━━ Input for this task ━━
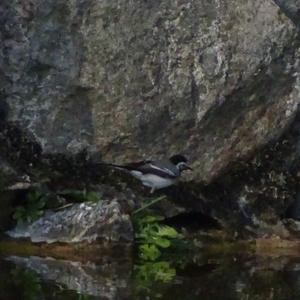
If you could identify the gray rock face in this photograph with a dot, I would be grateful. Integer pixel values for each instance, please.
(213, 79)
(291, 8)
(85, 222)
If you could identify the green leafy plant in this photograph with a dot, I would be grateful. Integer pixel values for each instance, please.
(33, 208)
(154, 271)
(152, 237)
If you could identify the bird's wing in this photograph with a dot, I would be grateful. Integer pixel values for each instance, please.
(159, 170)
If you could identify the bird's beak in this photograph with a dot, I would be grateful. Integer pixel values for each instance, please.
(186, 167)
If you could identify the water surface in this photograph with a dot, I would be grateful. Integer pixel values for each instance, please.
(241, 276)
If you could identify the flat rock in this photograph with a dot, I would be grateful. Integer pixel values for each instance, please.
(83, 222)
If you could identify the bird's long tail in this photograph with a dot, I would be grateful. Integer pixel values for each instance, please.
(115, 166)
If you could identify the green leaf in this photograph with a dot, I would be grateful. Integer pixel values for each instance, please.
(161, 242)
(167, 231)
(149, 252)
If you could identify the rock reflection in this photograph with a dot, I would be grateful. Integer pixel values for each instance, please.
(108, 281)
(240, 277)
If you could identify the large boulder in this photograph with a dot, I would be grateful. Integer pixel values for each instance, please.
(215, 80)
(82, 223)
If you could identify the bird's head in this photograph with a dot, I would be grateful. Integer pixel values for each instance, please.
(180, 162)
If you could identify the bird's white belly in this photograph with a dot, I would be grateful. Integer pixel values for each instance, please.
(156, 182)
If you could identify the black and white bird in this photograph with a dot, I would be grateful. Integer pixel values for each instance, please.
(156, 174)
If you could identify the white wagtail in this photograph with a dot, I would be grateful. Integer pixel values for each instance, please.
(156, 174)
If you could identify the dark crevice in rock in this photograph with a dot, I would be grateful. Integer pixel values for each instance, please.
(194, 221)
(291, 9)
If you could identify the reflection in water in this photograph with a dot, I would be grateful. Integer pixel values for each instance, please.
(245, 278)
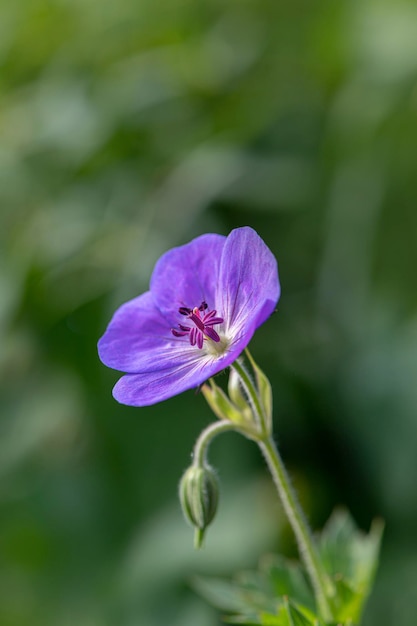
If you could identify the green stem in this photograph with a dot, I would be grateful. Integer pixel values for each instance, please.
(252, 394)
(321, 584)
(204, 440)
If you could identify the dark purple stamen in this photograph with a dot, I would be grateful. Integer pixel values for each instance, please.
(203, 325)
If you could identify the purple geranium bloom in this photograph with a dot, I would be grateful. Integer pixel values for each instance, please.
(206, 300)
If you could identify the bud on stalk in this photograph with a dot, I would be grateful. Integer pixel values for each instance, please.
(199, 495)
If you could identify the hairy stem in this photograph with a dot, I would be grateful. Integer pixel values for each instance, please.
(321, 584)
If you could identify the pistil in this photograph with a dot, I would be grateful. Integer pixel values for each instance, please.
(203, 325)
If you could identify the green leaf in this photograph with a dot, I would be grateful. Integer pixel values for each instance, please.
(350, 557)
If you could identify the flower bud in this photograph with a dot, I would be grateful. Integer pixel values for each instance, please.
(199, 495)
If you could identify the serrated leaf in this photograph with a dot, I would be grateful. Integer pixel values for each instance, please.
(350, 557)
(287, 579)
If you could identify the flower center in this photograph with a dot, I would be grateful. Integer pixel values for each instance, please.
(200, 325)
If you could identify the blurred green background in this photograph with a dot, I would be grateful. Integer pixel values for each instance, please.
(130, 127)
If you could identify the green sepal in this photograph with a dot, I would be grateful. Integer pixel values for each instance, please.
(221, 405)
(199, 496)
(264, 391)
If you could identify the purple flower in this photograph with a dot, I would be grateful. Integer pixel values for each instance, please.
(206, 300)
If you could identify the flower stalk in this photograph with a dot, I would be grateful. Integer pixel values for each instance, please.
(259, 429)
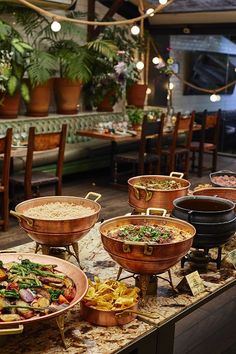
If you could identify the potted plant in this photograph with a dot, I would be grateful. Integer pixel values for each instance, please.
━━━
**Exercise prompt:** Each entry is to be transcribed verbatim, and any picture in it is to be skipped.

**Task response:**
If you could identify the gray rock face in this photograph with a dot, I would be grateful. Integer pixel values for each instance, please.
(213, 79)
(291, 8)
(85, 222)
If you could identify the green leafy plant in this photograph with a dot, I would be grateful. Integer pixel values for each instance, please.
(33, 208)
(154, 271)
(152, 237)
If you could identify the bird's wing in this photograph with a dot, I would be grateful. Integer pixel values for each instance, please.
(159, 170)
If you could identify the bird's beak in this photograph with a dot, I would be grateful. Integer pixel values for each instance, please.
(186, 167)
If you could identify the water surface in this photograph with a dot, I would be grateful. Integer pixel values for each instance, please.
(241, 276)
If you could identify the flat rock in this photograph with a dot, I would be grateful. Integer pixel values for each instance, please.
(83, 222)
If you could identify the bird's long tail in this photograph with a dot, I would be grateful. Integer pixel values for each instance, please.
(115, 166)
If you could identify the green leaf in this photograph with a dot, I would be grateful. Integer pixel values for each instance, please.
(161, 242)
(167, 231)
(149, 252)
If you could identify the rock reflection in this photograph with a dot, I would be grateful. Integer pixel values for each instance, please.
(108, 281)
(240, 277)
If you could identify the large boulder in this photograph with a dot, I would be grateful. Integer pixel values for each instance, please.
(215, 80)
(82, 223)
If you could identify the bird's head in this photograph with a dot, I would be grateful. Integer pixel values for each instance, please.
(180, 162)
If you could identify the bird's white belly in this photograph with a dot, I would be grateful. Integer pixel values for each instance, please.
(156, 182)
If you could identify the black and white bird in this photograph with a dot, I would be grateful. Integer pixel values for each instance, please.
(156, 174)
If you could identify the white wagtail in this photograph with a dot, I would be grateful. Integer pixel values for each instance, please.
(156, 174)
If you could identify the dark crevice in rock in this photograph with a dot, I would be grateful. Integer pixel values for each instance, please.
(194, 221)
(291, 9)
If you could identify the reflection in water in this photograph with a dot, I would be grateful. Integer pixel values for each instance, please.
(245, 278)
If you could identify the green stem in this photograph with a dot, I would be grateful. Integer pixel values for each instance, please.
(252, 394)
(321, 584)
(204, 440)
If you could identify the dark purple stamen in this photograph with a dot, I would be grateful. Integer pixel values for each instance, please.
(203, 325)
If you could identify the purple geranium bloom in this photograph with a dot, I would be grateful. Integer pixel values for each instance, please.
(206, 300)
If you could identify the bud on stalk in this photograph with a dot, I would be grateful. Integer pixel values for each instance, please.
(199, 495)
If you could identify the hairy stem in this photograph with a dot, I would be grateful. Integer pixel values for each instance, please.
(321, 584)
If you could identify the pistil in this photograph with a dot, I would be grateful. Integer pixel values for each instance, please.
(203, 325)
If you could identify the green leaf in this photograph with a dot, I would be grateful. Integer pixel values for each instance, please.
(350, 557)
If you could identify the flower bud in this photograph with a dot, I would be grateful. Integer pixel values for each instance, please.
(199, 495)
If you could identify the serrated leaf in this photograph with a dot, I would be grateful. Integer pixel values for each instance, please.
(350, 557)
(287, 579)
If you could identify the flower center in this photograph with a dot, I would be grateful. Integer pixel values for each instance, please.
(200, 325)
If you could identify the blurred green background in this photograph with a dot, I would be grateful. Integer pixel values for each instance, please.
(130, 127)
If you could identify the green sepal in this photograph with a dot, I would be grateful. Integer pixel values for each instance, please.
(221, 405)
(199, 496)
(264, 391)
If you could identify the purple flower in this photograph with a dot, I would be grateful. Integer pixel values for each instance, please.
(206, 300)
If you could identify the flower stalk in this photograph with a dot, I would be grateful. Integer pixel values for each instance, please.
(259, 429)
If you could identify the potted plant in this photograph with a dot, I would be grateful. Integer pixel values for each instance, please.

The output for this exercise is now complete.